> _Exercise requirements_: Starting at the first line of the listing below and ending at the line with "Category: purple flower", copy each line exactly.

> _Material provided_:
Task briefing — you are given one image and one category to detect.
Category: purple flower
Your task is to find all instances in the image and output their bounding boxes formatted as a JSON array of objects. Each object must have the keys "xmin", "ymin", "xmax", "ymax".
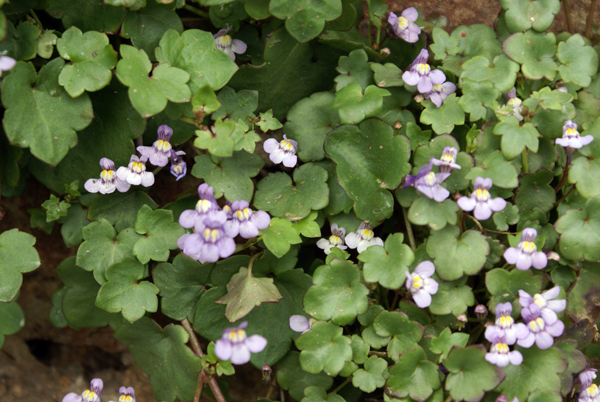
[
  {"xmin": 178, "ymin": 211, "xmax": 236, "ymax": 263},
  {"xmin": 580, "ymin": 369, "xmax": 598, "ymax": 389},
  {"xmin": 505, "ymin": 87, "xmax": 524, "ymax": 121},
  {"xmin": 405, "ymin": 261, "xmax": 439, "ymax": 308},
  {"xmin": 263, "ymin": 135, "xmax": 298, "ymax": 167},
  {"xmin": 484, "ymin": 302, "xmax": 529, "ymax": 345},
  {"xmin": 403, "ymin": 158, "xmax": 451, "ymax": 202},
  {"xmin": 85, "ymin": 158, "xmax": 131, "ymax": 194},
  {"xmin": 485, "ymin": 333, "xmax": 523, "ymax": 367},
  {"xmin": 388, "ymin": 8, "xmax": 421, "ymax": 43},
  {"xmin": 215, "ymin": 321, "xmax": 267, "ymax": 365},
  {"xmin": 517, "ymin": 303, "xmax": 564, "ymax": 349},
  {"xmin": 316, "ymin": 223, "xmax": 348, "ymax": 255},
  {"xmin": 62, "ymin": 378, "xmax": 103, "ymax": 402},
  {"xmin": 224, "ymin": 200, "xmax": 271, "ymax": 238},
  {"xmin": 504, "ymin": 228, "xmax": 547, "ymax": 270},
  {"xmin": 424, "ymin": 81, "xmax": 456, "ymax": 107},
  {"xmin": 518, "ymin": 286, "xmax": 566, "ymax": 325},
  {"xmin": 496, "ymin": 397, "xmax": 519, "ymax": 402},
  {"xmin": 214, "ymin": 28, "xmax": 247, "ymax": 61},
  {"xmin": 580, "ymin": 383, "xmax": 600, "ymax": 402},
  {"xmin": 179, "ymin": 184, "xmax": 221, "ymax": 231},
  {"xmin": 556, "ymin": 120, "xmax": 593, "ymax": 149},
  {"xmin": 109, "ymin": 387, "xmax": 136, "ymax": 402},
  {"xmin": 0, "ymin": 56, "xmax": 16, "ymax": 77},
  {"xmin": 457, "ymin": 177, "xmax": 506, "ymax": 220},
  {"xmin": 402, "ymin": 49, "xmax": 446, "ymax": 94},
  {"xmin": 137, "ymin": 124, "xmax": 174, "ymax": 167},
  {"xmin": 289, "ymin": 315, "xmax": 315, "ymax": 334},
  {"xmin": 169, "ymin": 149, "xmax": 187, "ymax": 181},
  {"xmin": 117, "ymin": 155, "xmax": 154, "ymax": 187},
  {"xmin": 345, "ymin": 222, "xmax": 384, "ymax": 253},
  {"xmin": 431, "ymin": 146, "xmax": 461, "ymax": 173}
]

> _Result for this task_:
Task briefing — you are given one image and one category to detect.
Category: purple flower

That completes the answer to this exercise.